In this case, the gradient might be rounded down to $(0)$, leading to a vanishing gradient problem.

In [5]:
# Hypothetical Python code illustrating the concept
small_gradient = torch.tensor(1.2e-5, dtype=torch.float16)
# This could result in underflow, potentially becoming zero
small_gradient

tensor(1.1981e-05, dtype=torch.float16)

the theoretical minimum positive value $(around\ 6.1 × 10^-5)$ is a helpful guideline, but the actual behavior can be influenced by:

 - Approximations: Floating-point representations themselves introduce slight inaccuracies.

- Underflow handling: Hardware/software might return a pre-defined minimum value or a special indicator instead of zero during underflow.

## The Role of GradScaler

`torch.cuda.amp.GradScaler` automatically adjusts the scale of the gradients, balancing between the speed of float16 and the precision of float32. This balancing act is crucial for preventing gradient underflow, ensuring that gradients are neither too small to vanish nor too large to cause overflow.

## Mathematical Foundations



The core idea behind `GradScaler` is gradient scaling. Before backward propagation, loss values are scaled up by a factor `S` to prevent underflow. The gradients calculated during backward propagation are thus scaled up, and before the optimizer step, they are scaled back down by the same factor `S`.


This process can be summarized as:

1. Scale up: $(Loss_{scaled} = Loss \times S)$
2. Backward propagation: Compute gradients $(\nabla Loss_{scaled})$
3. Scale down: $(\nabla Loss = \nabla Loss_{scaled}\ /\ S)$

## Code Implementation

Let's dive into how you can implement mixed precision training with `GradScaler` in PyTorch.

### Defining a Simple Model

First, we define a simple convolutional neural network model suitable for the MNIST dataset:


In [1]:
import torch
import torch.nn as nn
import torch.nn.functional as F
import torch.optim as optim
from torchvision import datasets, transforms
from torch.utils.data import DataLoader
from torch.cuda.amp import GradScaler, autocast

class SimpleCNN(nn.Module):
    def __init__(self):
        super(SimpleCNN, self).__init__()
        self.conv1 = nn.Conv2d(1, 32, kernel_size=5)
        self.conv2 = nn.Conv2d(32, 64, kernel_size=5)
        self.fc1 = nn.Linear(1024, 128)

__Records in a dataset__
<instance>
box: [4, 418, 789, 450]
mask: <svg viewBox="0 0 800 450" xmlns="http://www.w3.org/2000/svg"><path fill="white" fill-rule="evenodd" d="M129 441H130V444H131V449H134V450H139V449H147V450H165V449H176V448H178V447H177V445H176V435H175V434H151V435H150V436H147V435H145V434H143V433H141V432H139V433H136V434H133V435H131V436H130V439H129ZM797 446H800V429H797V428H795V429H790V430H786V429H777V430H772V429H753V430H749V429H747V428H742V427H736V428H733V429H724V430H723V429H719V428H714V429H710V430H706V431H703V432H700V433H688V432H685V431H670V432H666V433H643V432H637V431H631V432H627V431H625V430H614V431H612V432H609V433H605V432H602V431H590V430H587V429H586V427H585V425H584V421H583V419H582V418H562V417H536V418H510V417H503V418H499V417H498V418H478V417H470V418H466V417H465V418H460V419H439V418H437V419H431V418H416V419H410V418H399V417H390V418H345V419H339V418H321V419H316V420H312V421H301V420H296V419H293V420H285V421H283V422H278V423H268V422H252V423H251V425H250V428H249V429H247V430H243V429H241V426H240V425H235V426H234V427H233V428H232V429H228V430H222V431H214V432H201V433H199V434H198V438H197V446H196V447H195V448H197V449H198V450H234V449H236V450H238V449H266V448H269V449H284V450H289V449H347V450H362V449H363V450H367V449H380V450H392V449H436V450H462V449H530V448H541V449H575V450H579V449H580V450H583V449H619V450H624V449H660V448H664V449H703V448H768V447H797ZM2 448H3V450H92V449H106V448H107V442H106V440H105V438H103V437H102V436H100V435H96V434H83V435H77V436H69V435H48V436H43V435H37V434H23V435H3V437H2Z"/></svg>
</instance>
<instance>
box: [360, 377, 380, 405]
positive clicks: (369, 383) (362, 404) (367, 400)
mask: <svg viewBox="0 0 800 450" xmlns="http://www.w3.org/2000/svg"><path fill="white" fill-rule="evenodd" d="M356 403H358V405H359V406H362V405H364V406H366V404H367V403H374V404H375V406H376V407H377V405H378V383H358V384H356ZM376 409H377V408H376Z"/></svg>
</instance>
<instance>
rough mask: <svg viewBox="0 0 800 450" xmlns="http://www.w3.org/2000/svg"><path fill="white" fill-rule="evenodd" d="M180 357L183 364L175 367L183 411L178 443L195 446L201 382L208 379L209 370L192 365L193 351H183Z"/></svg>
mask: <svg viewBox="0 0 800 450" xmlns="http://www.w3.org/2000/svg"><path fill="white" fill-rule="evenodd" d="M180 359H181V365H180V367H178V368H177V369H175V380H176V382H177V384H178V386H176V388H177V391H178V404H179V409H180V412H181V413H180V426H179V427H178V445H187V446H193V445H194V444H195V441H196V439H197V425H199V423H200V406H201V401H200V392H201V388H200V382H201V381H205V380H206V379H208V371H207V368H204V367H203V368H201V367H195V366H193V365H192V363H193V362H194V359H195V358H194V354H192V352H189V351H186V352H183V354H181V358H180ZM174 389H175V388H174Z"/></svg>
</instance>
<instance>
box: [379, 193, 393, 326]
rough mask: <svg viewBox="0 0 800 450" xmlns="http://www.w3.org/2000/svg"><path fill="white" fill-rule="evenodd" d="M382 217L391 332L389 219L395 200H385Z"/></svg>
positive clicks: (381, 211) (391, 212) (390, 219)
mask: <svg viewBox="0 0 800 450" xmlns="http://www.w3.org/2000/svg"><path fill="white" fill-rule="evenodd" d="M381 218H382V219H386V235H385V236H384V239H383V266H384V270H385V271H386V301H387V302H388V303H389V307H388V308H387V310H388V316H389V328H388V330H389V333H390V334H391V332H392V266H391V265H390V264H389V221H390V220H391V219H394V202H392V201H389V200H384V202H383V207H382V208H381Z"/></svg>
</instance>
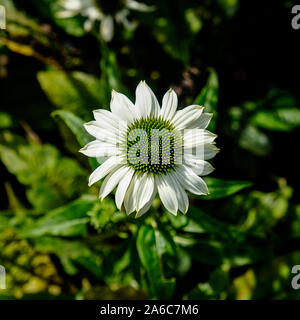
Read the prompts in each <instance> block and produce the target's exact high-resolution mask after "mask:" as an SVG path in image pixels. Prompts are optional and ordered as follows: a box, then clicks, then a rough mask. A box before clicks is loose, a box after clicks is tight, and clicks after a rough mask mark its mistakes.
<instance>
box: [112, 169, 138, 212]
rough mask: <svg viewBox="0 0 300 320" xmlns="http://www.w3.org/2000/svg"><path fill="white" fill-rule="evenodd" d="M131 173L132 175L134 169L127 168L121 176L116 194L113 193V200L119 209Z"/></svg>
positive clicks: (120, 204) (126, 186)
mask: <svg viewBox="0 0 300 320" xmlns="http://www.w3.org/2000/svg"><path fill="white" fill-rule="evenodd" d="M133 175H134V170H133V169H131V168H128V170H127V172H126V174H125V175H124V177H123V178H122V180H121V181H120V183H119V185H118V188H117V191H116V195H115V202H116V206H117V208H118V209H119V210H121V207H122V203H123V201H124V197H125V194H126V191H127V190H128V187H129V184H130V182H131V179H132V176H133Z"/></svg>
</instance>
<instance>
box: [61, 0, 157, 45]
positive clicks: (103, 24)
mask: <svg viewBox="0 0 300 320" xmlns="http://www.w3.org/2000/svg"><path fill="white" fill-rule="evenodd" d="M98 2H99V3H98ZM59 4H60V5H61V7H62V8H63V9H62V10H61V11H59V12H58V13H57V17H59V18H71V17H74V16H76V15H78V14H81V15H82V16H83V17H86V21H85V23H84V29H85V31H87V32H89V31H91V30H92V28H93V25H94V23H95V22H96V21H99V22H100V30H99V31H100V34H101V36H102V38H103V39H104V41H106V42H109V41H111V40H112V38H113V36H114V18H115V20H116V22H117V23H122V24H123V25H124V27H125V28H127V29H130V30H132V29H134V28H135V27H136V24H135V23H133V22H130V21H129V20H128V15H129V10H136V11H141V12H151V11H153V10H154V7H153V6H148V5H146V4H144V3H140V2H137V1H134V0H126V1H125V3H124V6H123V8H122V9H121V10H119V11H117V12H116V13H115V15H114V18H113V16H112V15H110V14H105V13H104V12H103V11H102V10H101V2H100V1H99V0H98V1H97V0H59Z"/></svg>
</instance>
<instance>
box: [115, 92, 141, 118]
mask: <svg viewBox="0 0 300 320" xmlns="http://www.w3.org/2000/svg"><path fill="white" fill-rule="evenodd" d="M110 110H111V112H112V113H113V114H115V115H116V116H117V117H119V118H120V119H123V120H126V121H129V123H131V122H133V121H134V120H135V119H136V118H137V114H136V112H135V108H134V104H133V103H132V102H131V101H130V100H129V99H128V98H127V97H126V96H125V95H124V94H122V93H118V92H116V91H114V90H113V92H112V97H111V102H110Z"/></svg>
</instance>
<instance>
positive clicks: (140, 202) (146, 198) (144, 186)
mask: <svg viewBox="0 0 300 320" xmlns="http://www.w3.org/2000/svg"><path fill="white" fill-rule="evenodd" d="M154 185H155V181H154V176H153V174H148V173H145V174H143V175H142V178H141V182H140V187H139V189H138V190H137V194H136V198H137V203H136V211H140V210H141V209H142V208H143V207H144V206H145V204H146V203H147V202H148V201H149V200H150V198H151V196H152V194H153V191H154Z"/></svg>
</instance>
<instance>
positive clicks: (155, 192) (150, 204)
mask: <svg viewBox="0 0 300 320" xmlns="http://www.w3.org/2000/svg"><path fill="white" fill-rule="evenodd" d="M156 193H157V187H156V185H155V184H154V189H153V192H152V195H151V197H150V200H149V201H148V202H147V203H146V204H145V205H144V206H143V207H142V208H141V209H140V210H139V211H137V213H136V215H135V217H136V218H139V217H141V216H142V215H143V214H145V213H146V212H147V211H148V210H149V209H150V207H151V205H152V202H153V200H154V198H155V196H156Z"/></svg>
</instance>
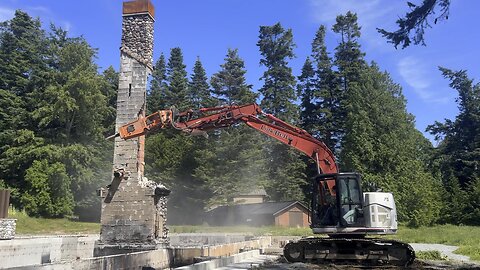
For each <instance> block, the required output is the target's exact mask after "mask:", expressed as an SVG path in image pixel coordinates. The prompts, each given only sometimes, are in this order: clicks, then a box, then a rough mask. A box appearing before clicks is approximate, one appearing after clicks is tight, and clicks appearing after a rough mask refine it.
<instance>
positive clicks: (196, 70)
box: [188, 57, 215, 109]
mask: <svg viewBox="0 0 480 270" xmlns="http://www.w3.org/2000/svg"><path fill="white" fill-rule="evenodd" d="M210 91H211V90H210V85H209V84H208V78H207V73H206V72H205V69H204V68H203V65H202V62H201V61H200V57H197V60H196V61H195V65H194V67H193V74H192V77H191V81H190V83H189V91H188V94H189V96H190V97H189V99H190V100H191V102H192V104H193V107H192V109H199V108H205V107H212V106H214V105H215V101H214V100H213V98H212V95H211V93H210Z"/></svg>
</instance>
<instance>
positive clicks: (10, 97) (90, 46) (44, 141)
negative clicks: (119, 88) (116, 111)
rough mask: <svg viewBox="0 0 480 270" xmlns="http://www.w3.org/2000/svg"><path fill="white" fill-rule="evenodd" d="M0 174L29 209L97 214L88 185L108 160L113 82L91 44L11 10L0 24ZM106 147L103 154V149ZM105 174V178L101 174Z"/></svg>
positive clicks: (111, 109) (108, 161) (93, 182)
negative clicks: (102, 74)
mask: <svg viewBox="0 0 480 270" xmlns="http://www.w3.org/2000/svg"><path fill="white" fill-rule="evenodd" d="M0 55H2V57H1V59H2V60H1V61H6V62H5V63H7V62H8V64H5V65H3V64H2V67H0V69H1V70H2V72H1V73H0V85H1V87H0V88H2V89H0V95H1V101H0V103H1V105H2V106H1V109H0V120H1V121H0V127H1V132H0V139H1V140H2V144H1V145H0V149H1V151H0V163H1V165H0V179H2V180H3V182H4V184H5V185H6V186H7V187H8V188H10V189H11V190H12V203H13V205H14V206H15V207H18V208H23V209H25V210H26V211H27V212H28V213H29V214H31V215H35V216H44V217H63V216H71V215H73V214H74V215H79V216H81V217H83V214H82V212H83V213H87V214H88V215H90V216H92V215H93V216H95V215H96V216H97V218H98V215H99V204H98V201H99V200H98V198H97V197H96V196H95V189H96V188H98V185H99V184H98V183H99V182H98V179H102V178H103V177H105V174H104V173H103V171H110V169H108V168H106V167H104V166H105V165H107V166H108V164H110V162H111V161H110V159H111V150H112V149H111V146H109V145H108V144H107V143H106V142H105V141H104V140H103V136H104V133H106V132H107V130H108V129H110V130H108V132H111V130H113V119H114V117H115V109H114V108H113V106H114V105H115V98H116V83H117V82H115V81H118V79H117V78H118V77H117V75H116V73H115V71H114V70H113V69H107V70H106V71H105V73H104V75H103V76H102V75H100V74H98V72H97V66H96V65H95V64H94V59H95V55H96V51H95V50H94V49H93V48H91V46H90V45H89V44H88V43H87V42H86V41H85V39H83V38H70V37H68V36H67V32H66V31H64V30H62V29H61V28H56V27H55V26H52V27H51V31H50V32H49V34H48V36H47V35H46V34H45V31H44V30H42V29H41V24H40V20H38V19H35V20H34V19H32V18H31V17H30V16H29V15H28V14H26V13H24V12H22V11H17V12H16V13H15V17H14V18H13V19H12V20H10V21H7V22H4V23H2V26H1V31H0ZM109 152H110V155H109V154H108V153H109ZM105 180H107V179H105Z"/></svg>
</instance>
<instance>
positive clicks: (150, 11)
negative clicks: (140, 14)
mask: <svg viewBox="0 0 480 270" xmlns="http://www.w3.org/2000/svg"><path fill="white" fill-rule="evenodd" d="M144 13H147V14H149V15H150V16H151V17H152V18H155V8H154V6H153V4H152V2H151V1H150V0H135V1H128V2H123V16H129V15H135V14H144Z"/></svg>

__PROBLEM__
How would you sum up the gradient scaling passage in two sentences?

__OUTPUT OF THE EXERCISE__
Very small float16 gradients might be rounded down to zero, and `torch.cuda.amp.GradScaler` counters this by automatically adjusting the scale of the gradients, balancing the speed of float16 against the precision of float32 to prevent gradient underflow. It scales the loss up by a factor S before backward propagation and scales the resulting gradients back down by S before the optimizer step, and the passage then starts a PyTorch implementation with a simple convolutional network for the MNIST dataset.